## BEGIN Data
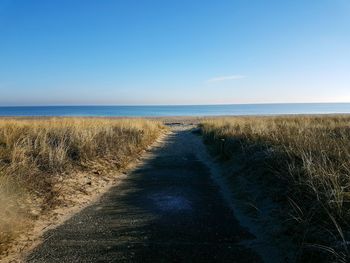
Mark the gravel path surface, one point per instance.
(167, 210)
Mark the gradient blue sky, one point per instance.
(174, 52)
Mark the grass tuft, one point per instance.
(34, 153)
(306, 162)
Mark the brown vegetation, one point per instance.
(36, 153)
(305, 161)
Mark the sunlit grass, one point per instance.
(34, 151)
(308, 158)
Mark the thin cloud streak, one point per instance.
(223, 78)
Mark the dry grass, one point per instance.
(33, 152)
(306, 161)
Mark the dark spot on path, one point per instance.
(168, 210)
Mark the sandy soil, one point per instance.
(76, 191)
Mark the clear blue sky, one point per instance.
(174, 52)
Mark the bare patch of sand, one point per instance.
(74, 192)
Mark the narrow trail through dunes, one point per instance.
(167, 210)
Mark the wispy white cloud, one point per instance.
(223, 78)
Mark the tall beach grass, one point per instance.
(305, 161)
(33, 152)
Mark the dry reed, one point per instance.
(306, 160)
(34, 151)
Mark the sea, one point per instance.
(183, 110)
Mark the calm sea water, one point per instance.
(197, 110)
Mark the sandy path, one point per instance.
(167, 210)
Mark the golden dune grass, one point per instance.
(33, 152)
(310, 157)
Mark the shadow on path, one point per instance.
(168, 210)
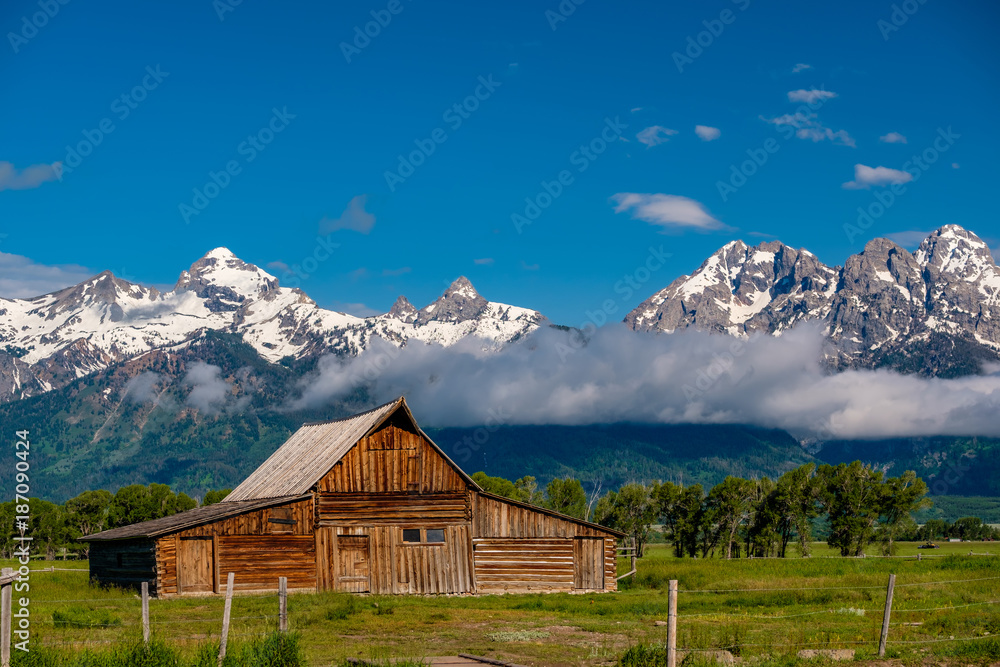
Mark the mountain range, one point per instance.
(124, 383)
(935, 312)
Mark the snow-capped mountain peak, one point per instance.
(49, 340)
(884, 303)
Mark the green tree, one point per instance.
(498, 486)
(87, 514)
(728, 507)
(567, 496)
(526, 490)
(213, 497)
(632, 510)
(852, 497)
(901, 496)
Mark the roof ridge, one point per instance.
(320, 422)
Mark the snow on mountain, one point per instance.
(49, 340)
(883, 303)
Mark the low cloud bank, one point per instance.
(687, 377)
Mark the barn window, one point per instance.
(281, 520)
(423, 535)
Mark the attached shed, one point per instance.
(366, 504)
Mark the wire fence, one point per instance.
(253, 621)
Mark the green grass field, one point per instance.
(828, 602)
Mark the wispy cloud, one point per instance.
(354, 218)
(807, 126)
(909, 239)
(892, 138)
(21, 277)
(356, 309)
(655, 135)
(621, 375)
(30, 177)
(671, 212)
(865, 177)
(707, 133)
(810, 96)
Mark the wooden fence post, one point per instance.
(283, 604)
(145, 612)
(6, 598)
(225, 618)
(885, 616)
(634, 556)
(672, 623)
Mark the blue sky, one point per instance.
(337, 118)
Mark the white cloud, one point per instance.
(687, 377)
(865, 177)
(706, 133)
(808, 127)
(655, 135)
(354, 217)
(810, 96)
(909, 239)
(356, 309)
(892, 138)
(668, 211)
(21, 277)
(209, 392)
(29, 177)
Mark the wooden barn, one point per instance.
(365, 504)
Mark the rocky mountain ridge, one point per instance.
(934, 311)
(48, 340)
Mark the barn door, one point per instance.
(588, 563)
(195, 565)
(352, 563)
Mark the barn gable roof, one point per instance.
(189, 519)
(296, 466)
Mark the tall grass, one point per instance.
(273, 650)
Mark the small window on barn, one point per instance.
(423, 535)
(281, 520)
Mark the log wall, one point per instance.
(396, 567)
(392, 460)
(125, 563)
(251, 545)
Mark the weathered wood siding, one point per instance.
(521, 549)
(519, 565)
(496, 518)
(125, 563)
(258, 561)
(392, 460)
(394, 567)
(366, 509)
(252, 546)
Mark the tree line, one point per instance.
(858, 504)
(56, 529)
(738, 517)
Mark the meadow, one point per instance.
(761, 610)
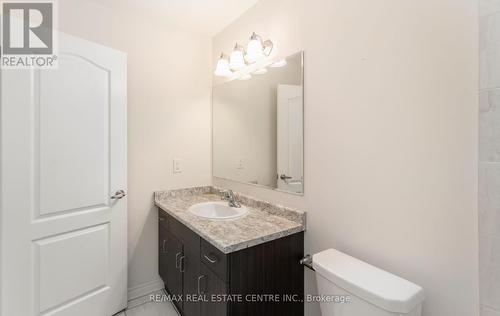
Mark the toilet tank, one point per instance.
## END Data
Required task:
Leave out the pictures, and please output only the lines from the line that contains "Mark the golden" through the end of the data, both ends included.

Completed task:
Mark the golden dune grass, one point per instance.
(33, 152)
(310, 157)
Mark the shadow on path, one point per instance.
(168, 210)
Mark the mountain range, one point per instance.
(124, 383)
(935, 312)
Mark the snow-capped mountain peak, one point per instance.
(49, 340)
(884, 303)
Mark the green tree, one point per instance.
(498, 486)
(87, 514)
(728, 507)
(567, 496)
(526, 490)
(213, 497)
(632, 510)
(852, 497)
(901, 496)
Mark the roof ridge, one point per instance.
(320, 422)
Mark the snow on mountain, one point per instance.
(49, 340)
(883, 303)
Mark the low cloud bank, one point per instance.
(687, 377)
Mark the barn window, one point per instance.
(281, 520)
(423, 535)
Mark the attached shed, one point per instance.
(366, 504)
Mark the wire fence, one point per instance.
(253, 621)
Mark the green grass field, one point per instance.
(828, 602)
Mark the wispy cloud, one point per instance.
(354, 218)
(807, 126)
(909, 239)
(892, 138)
(21, 277)
(356, 309)
(655, 135)
(621, 375)
(30, 177)
(671, 212)
(865, 177)
(707, 133)
(810, 96)
Mark the wooden fence post, one point per instance.
(283, 604)
(145, 612)
(6, 598)
(225, 618)
(885, 616)
(634, 556)
(672, 623)
Mark the blue sky, one point per instance.
(337, 118)
Mark the white cloud, one point per instance.
(687, 377)
(865, 177)
(706, 133)
(808, 127)
(655, 135)
(354, 217)
(810, 96)
(909, 239)
(356, 309)
(892, 138)
(668, 211)
(21, 277)
(209, 392)
(29, 177)
Mark the wooden barn, one point per instance.
(365, 504)
Mark the rocky mountain ridge, one point per instance.
(934, 311)
(48, 340)
Mark the barn door, one point per instance.
(588, 563)
(195, 565)
(352, 563)
Mark the barn gable roof, one point per instance.
(189, 519)
(296, 466)
Mark the tall grass, one point per instance.
(273, 650)
Mark the small window on barn, one point per instance.
(423, 535)
(281, 520)
Mark the log wall, one point per instance.
(396, 567)
(392, 460)
(125, 563)
(251, 545)
Mark the weathered wood siding, one point per instance.
(521, 549)
(519, 565)
(496, 518)
(125, 563)
(258, 561)
(392, 460)
(394, 567)
(366, 509)
(252, 546)
Mark the tree line, one point per instance.
(858, 504)
(56, 529)
(738, 517)
Mark the meadow, one point per instance.
(761, 610)
Mark the toilet tank, one point per instance.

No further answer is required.